Il contributo illustra le principali innovazioni apportate al codice di consumo dal Decreto Legislativo 7 marzo 2023, n. 26 (G.U. 18 marzo 2023, n. 66) con cui si è data tardivamente attuazione alla c.d. direttiva omnibus. Le modifiche e le integrazioni operano sia sul piano della repressione delle violazioni, sia su quello delle regole sostanziali di tutela, dove si coglie la necessità di fronteggiare con maggiore efficacia le inside proprie della contrattazione digitale.

La Direttiva (UE) 2019/2161, generalmente nota come ‘direttiva omnibus’, si prefiggeva l’obiettivo – dichiarato sin dal titolo – di modernizzare il diritto eurounitario dei consumatori e di migliorarne l’applicazione. Le nuove regole dovevano essere recepite dagli Stati membri entro il 28 novembre 2021 e le disposizioni nazionali all’uopo emanate dovevano a propria volta diventare operative entro il 28 maggio 2022. Nonostante il tempo concesso per confermare l’ordinamento interno alle regole di matrice sovranazionale fosse piuttosto ampio, la schiera dei ritardatari si è rivelata alquanto folta. Ben 22 infatti erano state le lettere di messa in mora inviate dal Commissione europea all’inizio del 2022. La partita non si è ancora formalmente chiusa per 12 Paesi; e in 8 di questi casi, compreso quello italiano, la Commissione ha provveduto, tra la fine del 2022 e l’inizio del 2023, a emettere il parere motivato con cui si cristallizza l’addebito. A tale atto ha fatto seguito il varo di alcuni provvedimenti di trasposizione: si pensi al Lussemburgo (Loi del 30 novembre 2022) o al Portogallo (Lei n. 10/2023 del 3 marzo 2023). Quanto all’Italia, Il Governo, che era stato già tardivamente delegato ad attuare al direttiva (L. 24 agosto 2022, n. 167), ha finalmente varato in via definitiva il conseguente decreto legislativo nella seduta del 23 febbraio 2023. Dunque, sia pure non rispettando la tempistica prevista dalle istituzioni eurounitarie, vanno a innestarsi nel codice del consumo varie norme che arricchiscono l’armamentario a disposizione dei soggetti attestati sull’ultimo gradino della catena distributiva e accrescono l’efficacia di contrasto delle misure repressive adottate dall’Authority. Le principali innovazioni apportate dal decreto legislativo saranno passate in rassegna nel presente scritto.

Focalizzando l’attenzione principalmente sull’ammodernamento della disciplina sostanziale, non si fa fatica a notare come numerosi – e significativi – siano gli interventi direttamente correlati all’esigenza di dare risposte più adeguate alle sfide poste dalla messa in opera di procedure e dispositivi tecnologici sempre più sofisticati.

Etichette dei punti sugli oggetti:
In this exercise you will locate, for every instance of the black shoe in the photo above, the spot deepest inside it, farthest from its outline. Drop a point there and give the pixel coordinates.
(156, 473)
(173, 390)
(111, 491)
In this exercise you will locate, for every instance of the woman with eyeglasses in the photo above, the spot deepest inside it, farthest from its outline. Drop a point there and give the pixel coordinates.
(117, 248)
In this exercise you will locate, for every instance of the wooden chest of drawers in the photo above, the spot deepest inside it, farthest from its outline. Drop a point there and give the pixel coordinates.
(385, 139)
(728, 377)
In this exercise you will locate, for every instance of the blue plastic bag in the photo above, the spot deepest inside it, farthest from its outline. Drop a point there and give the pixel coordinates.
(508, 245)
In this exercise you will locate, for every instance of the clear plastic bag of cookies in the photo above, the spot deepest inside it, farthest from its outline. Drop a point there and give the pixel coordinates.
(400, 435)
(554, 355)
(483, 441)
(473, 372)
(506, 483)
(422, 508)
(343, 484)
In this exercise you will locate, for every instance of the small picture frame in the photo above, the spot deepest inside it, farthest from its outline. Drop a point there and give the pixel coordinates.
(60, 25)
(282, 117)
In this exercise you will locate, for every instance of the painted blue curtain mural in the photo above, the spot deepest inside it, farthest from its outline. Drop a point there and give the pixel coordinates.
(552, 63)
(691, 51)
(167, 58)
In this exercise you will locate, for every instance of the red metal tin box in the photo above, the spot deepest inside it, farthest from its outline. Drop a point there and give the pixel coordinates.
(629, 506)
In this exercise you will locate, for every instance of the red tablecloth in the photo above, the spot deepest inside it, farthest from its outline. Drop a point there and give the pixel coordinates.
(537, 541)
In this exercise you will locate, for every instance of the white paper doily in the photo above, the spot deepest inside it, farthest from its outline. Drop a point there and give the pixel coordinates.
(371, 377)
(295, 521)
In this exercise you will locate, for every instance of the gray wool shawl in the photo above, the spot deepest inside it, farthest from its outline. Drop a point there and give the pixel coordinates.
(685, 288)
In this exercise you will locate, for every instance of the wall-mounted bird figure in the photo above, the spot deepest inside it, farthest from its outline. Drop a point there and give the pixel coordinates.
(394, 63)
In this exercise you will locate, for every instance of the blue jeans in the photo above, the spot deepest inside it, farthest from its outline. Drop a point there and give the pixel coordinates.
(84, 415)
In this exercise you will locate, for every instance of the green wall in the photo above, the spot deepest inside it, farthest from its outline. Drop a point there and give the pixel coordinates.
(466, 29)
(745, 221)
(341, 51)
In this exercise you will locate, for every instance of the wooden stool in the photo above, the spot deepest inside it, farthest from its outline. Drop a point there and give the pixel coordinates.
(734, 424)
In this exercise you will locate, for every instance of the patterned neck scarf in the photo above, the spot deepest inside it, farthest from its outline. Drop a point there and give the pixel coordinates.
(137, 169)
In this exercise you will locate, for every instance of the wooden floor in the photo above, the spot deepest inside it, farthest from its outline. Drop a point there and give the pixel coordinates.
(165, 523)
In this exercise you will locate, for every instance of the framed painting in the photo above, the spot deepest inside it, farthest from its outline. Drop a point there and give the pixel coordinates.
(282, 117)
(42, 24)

__COSA FARE__
• a. Rispondi a queste domande sull'estratto relativo alla direttiva omnibus:
(i) Con quale decreto legislativo è stata data attuazione alla direttiva omnibus?
(ii) Entro quale data gli Stati membri dovevano recepire le nuove regole?
(iii) In quale seduta il Governo ha varato in via definitiva il decreto legislativo?
• b. Ricopia fedelmente il passo dell'estratto sulla direttiva omnibus che va da "Il contributo illustra" fino a "della contrattazione digitale.".

__RISPOSTE ATTESE__
• a.
(i) Il Decreto Legislativo 7 marzo 2023, n. 26.
(ii) Entro il 28 novembre 2021.
(iii) Nella seduta del 23 febbraio 2023.

• b.
Il contributo illustra le principali innovazioni apportate al codice di consumo dal Decreto Legislativo 7 marzo 2023, n. 26 (G.U. 18 marzo 2023, n. 66) con cui si è data tardivamente attuazione alla c.d. direttiva omnibus. Le modifiche e le integrazioni operano sia sul piano della repressione delle violazioni, sia su quello delle regole sostanziali di tutela, dove si coglie la necessità di fronteggiare con maggiore efficacia le inside proprie della contrattazione digitale.